### GOAL:
Output every row below verbatim, with no changes to any character.

[START EXERCISE MATERIAL]

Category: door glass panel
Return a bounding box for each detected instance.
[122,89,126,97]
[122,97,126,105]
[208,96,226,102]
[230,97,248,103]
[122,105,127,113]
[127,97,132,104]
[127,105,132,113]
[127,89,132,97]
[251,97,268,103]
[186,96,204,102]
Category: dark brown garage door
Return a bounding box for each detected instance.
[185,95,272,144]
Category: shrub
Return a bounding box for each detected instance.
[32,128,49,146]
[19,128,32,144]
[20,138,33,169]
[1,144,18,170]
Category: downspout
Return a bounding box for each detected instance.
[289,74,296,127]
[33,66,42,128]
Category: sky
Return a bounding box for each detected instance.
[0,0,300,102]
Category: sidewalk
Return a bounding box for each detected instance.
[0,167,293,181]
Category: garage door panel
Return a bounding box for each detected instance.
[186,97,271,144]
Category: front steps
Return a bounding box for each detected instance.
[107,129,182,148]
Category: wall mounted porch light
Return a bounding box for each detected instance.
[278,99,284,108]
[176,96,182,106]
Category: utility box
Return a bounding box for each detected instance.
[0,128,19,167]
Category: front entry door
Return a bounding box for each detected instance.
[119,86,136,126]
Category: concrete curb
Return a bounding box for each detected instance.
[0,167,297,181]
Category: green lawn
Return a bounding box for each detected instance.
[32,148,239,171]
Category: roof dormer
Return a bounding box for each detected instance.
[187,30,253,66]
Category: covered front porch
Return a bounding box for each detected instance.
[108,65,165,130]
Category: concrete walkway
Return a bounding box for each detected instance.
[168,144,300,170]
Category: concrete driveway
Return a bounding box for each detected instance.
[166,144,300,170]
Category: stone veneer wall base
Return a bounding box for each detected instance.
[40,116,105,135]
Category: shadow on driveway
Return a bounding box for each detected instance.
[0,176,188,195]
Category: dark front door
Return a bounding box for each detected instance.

[END EXERCISE MATERIAL]

### FINAL RESULT:
Category: door glass panel
Return a bounding box for each detected instance.
[122,89,126,97]
[122,97,126,105]
[208,96,226,102]
[230,97,248,103]
[122,105,127,113]
[127,97,132,104]
[127,105,132,113]
[127,89,132,97]
[251,97,268,103]
[186,96,204,102]
Category: dark brown garage door
Return a bounding box for each detected instance.
[185,95,272,144]
Category: shrub
Return a bounding box for each detected instance.
[32,128,49,146]
[19,128,32,144]
[20,138,33,169]
[1,144,18,170]
Category: downspout
Return a bounding box for each detected instance.
[289,74,296,127]
[33,66,42,128]
Category: sky
Return a bounding box for each detected instance.
[0,0,300,102]
Category: sidewalk
Return a bounding box for each detected instance.
[0,167,293,181]
Category: garage door panel
Return a bounding box for each detected instance.
[186,97,271,144]
Category: front steps
Return a bounding box for each detected instance.
[107,129,182,148]
Category: wall mounted porch light
Return a bounding box for each detected instance.
[278,99,284,108]
[176,96,182,106]
Category: utility box
Return a bounding box for each detected instance.
[0,128,19,167]
Category: front entry door
Return a bounding box for each detected instance.
[119,86,136,126]
Category: concrete curb
Return a bounding box for each detected instance.
[0,167,297,181]
Category: green lawn
Return a bounding box for each detected instance.
[32,148,239,171]
Category: roof dormer
Return a bounding box for each detected instance.
[187,30,253,66]
Category: covered front porch
Return a bounding box for each detected instance.
[108,65,165,130]
Category: concrete walkway
Return a bounding box for each detected instance.
[168,144,300,170]
Category: concrete driveway
Return a bounding box for each detected instance.
[166,144,300,170]
Category: stone veneer wall base
Return a bounding box for each detected instance.
[40,116,105,135]
Category: shadow on driveway
Return a bounding box for each detected instance.
[0,176,188,195]
Category: dark front door
Return a bounding box for each detected instance.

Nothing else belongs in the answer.